• [ОТРЫВОК]
=-=-=

Но с той минуты, как ему начинает слышаться голос жалости, для него все становится приемлемым. Физическая немощь, дряхлость входят составными частями в общую картину. Он потом добавит к этому в «Большом завещании» и бессилие, рисованное без всякой стеснительности с помощью двойного словаря – реалистического и куртуазного. Его «плоть уже не пылает», а голод «отбивает любовные желания».

Оставшаяся у него малая толика уважения и почтительности заставляет его обратиться к образу матери, он и ей, старой, набожной женщине, приписывает те же качества, что и себе, – «бедная» и «маленькая», он как бы признается в своем поражении и в то же время наслаждается своей горечью. Она «бедненькая, старенькая», «бедная мама», «бедная женщина», «скромная христианка». Она ничего не ведает, ничего не просит. Вийон объясняется с ней так, чтобы не казаться слишком почтительным. Он выбирает для нее судьбу, уготованную им себе: делает менее значительной, чем она есть на самом деле.

Нищета не мешает надеяться. И один и тот же рефрен повторяется на протяжении всей баллады, где тревога достигает предела. Может быть, его все-таки не оставят? Даже свиньи, говорит он в другом месте, помогают друг другу. Придет ли наконец грамота о помиловании, которую так просто получить, живя в Париже и имея доступ во дворец?

Живей, друзья минувших лет! Пусть свиньи вам дадут совет: Ведь, слыша поросенка стоны, Они за ним бегут вослед. Оставите ль вы здесь Вийона? [203]

Узник ждал письма. Но грядет великое, и Вийону не надо ни родственникам, ни друзьям раздавать благодарности. Грядет король Франции.

ВОСШЕСТВИЕ НА ПРЕСТОЛ ЛЮДОВИКА XI

Карл VII умер 22 июля 1461 года. Дофин Людовик был в Авене и готовился войти во Францию. Еще прежде его короновали в Реймсе. Праздник был великолепен. Каждый следил за своим соседом.

В течение пятнадцати лет дофин открыто выражал недовольство своим отцом. Все отталкивало их друг от друга, долголетие Карла VII вызвало феномен, дотоле неизвестный во Франции, – нетерпение наследника. Карлу VII было пятьдесят восемь лет, а будущему Людовику XI уже тридцать восемь! На памяти принца такого никогда не видели. Карлу VII было девятнадцать, когда он взошел, не без труда, на престол. Карлу VI было двенадцать – обстоятельство, утвердившее власть его дядей. После поражения короля Жана Карл V, которому в ту пору минуло восемнадцать, взял на себя управление страной, а в двадцать шесть он уже сам стал королем. Оставалось только вспомнить восшествие на престол Жана Доброго, чтобы найти принца, коронованного более чем в тридцать лет. А Людовик XI приближался к сорока.

В детстве он много страдал. Атмосфера двора была удручающей, с тысячей интриг, которые отец отнюдь не поощрял, законность престолонаследия Людовика оспаривалась, и он всячески старался выделиться, играть роль, определить свое место в жизни, свое общественное положение. У него образовались связи при дворе, и он вероломно составил заговор против своего отца-короля. Сам он был правителем, и подлинным, своих венских владений, так что ему было куда девать энергию. В Лангедоке, как и в Савойе, в Италии, во Фландрии он вел независимую политику и использовал возможность, чтобы противопоставить ее политике короля Франции. Наконец, испугавшись за свою безопасность, он принял решение войти во двор Филиппа Доброго, где он стал обременительным гостем, из которого герцог Бургундский вознамерился сделать очень полезную пешку.

=-=-=

• [СТРОКИ ДАННЫХ]
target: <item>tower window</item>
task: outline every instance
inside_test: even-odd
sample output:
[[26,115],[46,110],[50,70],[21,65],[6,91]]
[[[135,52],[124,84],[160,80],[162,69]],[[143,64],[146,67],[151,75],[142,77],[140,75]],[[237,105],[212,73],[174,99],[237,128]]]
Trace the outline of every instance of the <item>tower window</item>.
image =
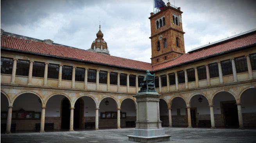
[[176,18],[175,18],[175,23],[176,23],[176,24],[177,25],[179,25],[179,22],[178,21],[178,17],[176,17]]
[[158,21],[156,21],[156,29],[159,28],[159,22]]
[[158,41],[158,51],[160,51],[160,42]]
[[165,38],[163,40],[163,48],[166,48],[167,47],[167,42],[166,41],[166,39]]
[[161,27],[163,26],[163,21],[162,21],[161,19],[160,19],[160,20],[159,21],[159,23],[160,23],[160,27]]
[[176,46],[177,47],[179,47],[179,38],[176,37]]

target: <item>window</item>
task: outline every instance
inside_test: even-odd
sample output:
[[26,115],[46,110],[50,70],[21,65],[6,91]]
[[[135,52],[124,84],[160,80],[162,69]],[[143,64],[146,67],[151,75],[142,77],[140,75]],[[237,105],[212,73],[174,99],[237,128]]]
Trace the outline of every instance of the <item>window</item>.
[[176,25],[179,25],[179,21],[178,21],[177,17],[176,17],[176,18],[175,18],[175,23],[176,24]]
[[158,21],[156,21],[156,29],[159,28],[159,22]]
[[177,47],[179,47],[179,38],[178,37],[176,37],[176,46]]
[[126,86],[127,85],[127,75],[126,74],[121,73],[120,74],[120,85]]
[[33,63],[32,76],[34,77],[43,77],[45,75],[45,63],[41,62],[34,62]]
[[84,81],[84,69],[77,68],[75,68],[75,80],[79,82]]
[[62,67],[62,79],[72,80],[72,66],[63,66]]
[[187,70],[187,75],[188,75],[188,82],[195,81],[195,69],[193,68]]
[[59,78],[59,65],[55,64],[49,64],[47,78]]
[[202,66],[197,67],[197,74],[199,80],[207,78],[206,77],[206,68],[205,66]]
[[165,38],[163,39],[163,48],[166,48],[167,47],[167,42],[166,40],[166,39]]
[[17,61],[16,75],[18,75],[29,76],[29,61],[19,60]]
[[87,81],[89,82],[96,82],[96,70],[89,69],[87,72]]
[[155,78],[155,87],[159,87],[159,79],[158,77]]
[[161,86],[163,87],[167,85],[167,79],[166,75],[161,75]]
[[11,75],[13,60],[11,59],[1,58],[1,73]]
[[246,57],[245,56],[237,58],[235,59],[236,63],[236,73],[240,73],[243,72],[248,72],[247,68],[247,61]]
[[160,42],[158,41],[158,51],[160,51]]
[[163,26],[163,22],[162,21],[162,19],[160,19],[159,23],[160,23],[160,27]]
[[211,78],[218,77],[218,68],[217,63],[213,63],[209,65],[209,70],[210,72],[210,77]]
[[129,76],[129,85],[130,86],[136,86],[136,76],[135,75]]
[[117,85],[117,73],[111,72],[110,77],[110,84]]
[[171,73],[169,74],[169,82],[170,85],[175,85],[176,84],[175,79],[175,73]]
[[99,72],[99,83],[100,84],[107,84],[107,72],[100,71]]
[[250,55],[250,61],[252,65],[252,70],[256,70],[256,53]]
[[233,74],[232,70],[232,63],[231,60],[222,61],[221,70],[222,71],[222,75],[223,76],[232,75]]
[[178,74],[178,83],[179,84],[185,83],[185,74],[184,71],[178,72],[177,73]]

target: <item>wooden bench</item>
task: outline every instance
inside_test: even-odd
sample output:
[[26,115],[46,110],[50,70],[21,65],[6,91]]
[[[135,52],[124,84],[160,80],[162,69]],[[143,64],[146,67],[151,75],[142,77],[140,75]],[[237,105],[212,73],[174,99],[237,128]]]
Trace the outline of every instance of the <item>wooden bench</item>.
[[200,127],[211,127],[210,120],[199,120],[198,126]]
[[[40,131],[41,124],[36,123],[36,130]],[[54,123],[45,123],[45,131],[53,130],[54,127]]]
[[95,122],[85,122],[84,129],[87,129],[88,127],[90,129],[94,129],[95,128]]

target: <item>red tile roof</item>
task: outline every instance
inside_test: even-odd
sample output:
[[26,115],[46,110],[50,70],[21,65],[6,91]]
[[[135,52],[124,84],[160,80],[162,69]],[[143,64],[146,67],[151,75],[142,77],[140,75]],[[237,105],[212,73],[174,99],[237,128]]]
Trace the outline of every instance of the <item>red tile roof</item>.
[[224,41],[203,49],[186,53],[171,61],[152,66],[150,63],[109,56],[66,46],[48,44],[41,42],[1,35],[1,46],[9,49],[82,60],[132,69],[154,71],[171,68],[204,58],[228,52],[256,43],[256,33]]

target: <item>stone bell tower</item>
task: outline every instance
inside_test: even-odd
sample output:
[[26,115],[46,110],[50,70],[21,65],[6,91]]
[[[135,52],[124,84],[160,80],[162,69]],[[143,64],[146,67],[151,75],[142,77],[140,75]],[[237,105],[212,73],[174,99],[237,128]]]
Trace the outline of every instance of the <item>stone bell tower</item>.
[[180,7],[167,6],[150,13],[151,64],[172,60],[185,53]]

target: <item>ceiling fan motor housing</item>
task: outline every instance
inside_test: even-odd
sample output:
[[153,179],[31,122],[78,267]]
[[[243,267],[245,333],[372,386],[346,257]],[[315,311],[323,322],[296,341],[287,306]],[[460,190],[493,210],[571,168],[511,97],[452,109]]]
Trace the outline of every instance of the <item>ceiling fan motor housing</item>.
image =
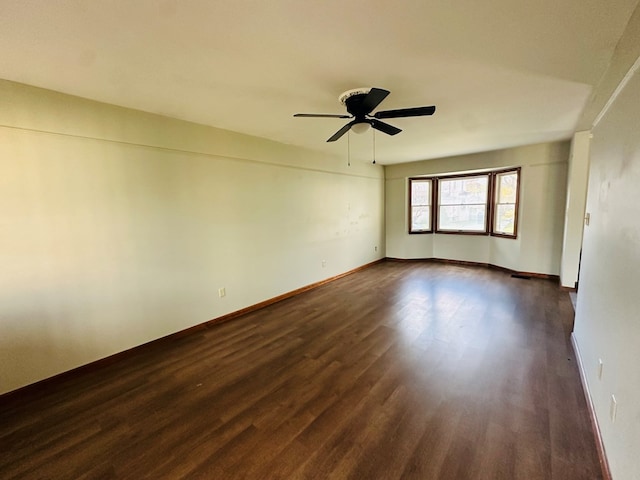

=-=-=

• [ЧТО ТРЕБУЕТСЯ]
- A) Какого числа и в каком году умер Карл VII, согласно отрывку?
- B) Воспроизведите без изменений строки листинга с самого начала до строки с "[[176,46],[177,47],[179,47],[179,38],[176,37]]" включительно. Картинки в ответ не включайте.

• [ОТВЕТЫ ПО ПОРЯДКУ]
- A) 22 июля 1461 года.

- B)
target: <item>tower window</item>
task: outline every instance
inside_test: even-odd
sample output:
[[26,115],[46,110],[50,70],[21,65],[6,91]]
[[[135,52],[124,84],[160,80],[162,69]],[[143,64],[146,67],[151,75],[142,77],[140,75]],[[237,105],[212,73],[174,99],[237,128]]]
Trace the outline of every instance of the <item>tower window</item>.
image =
[[176,18],[175,18],[175,23],[176,23],[176,24],[177,25],[179,25],[179,22],[178,21],[178,17],[176,17]]
[[158,21],[156,21],[156,29],[159,28],[159,22]]
[[158,41],[158,51],[160,51],[160,42]]
[[165,38],[163,40],[163,48],[166,48],[167,47],[167,42],[166,41],[166,39]]
[[161,27],[163,26],[163,21],[162,21],[161,19],[160,19],[160,20],[159,21],[159,23],[160,23],[160,27]]
[[176,46],[177,47],[179,47],[179,38],[176,37]]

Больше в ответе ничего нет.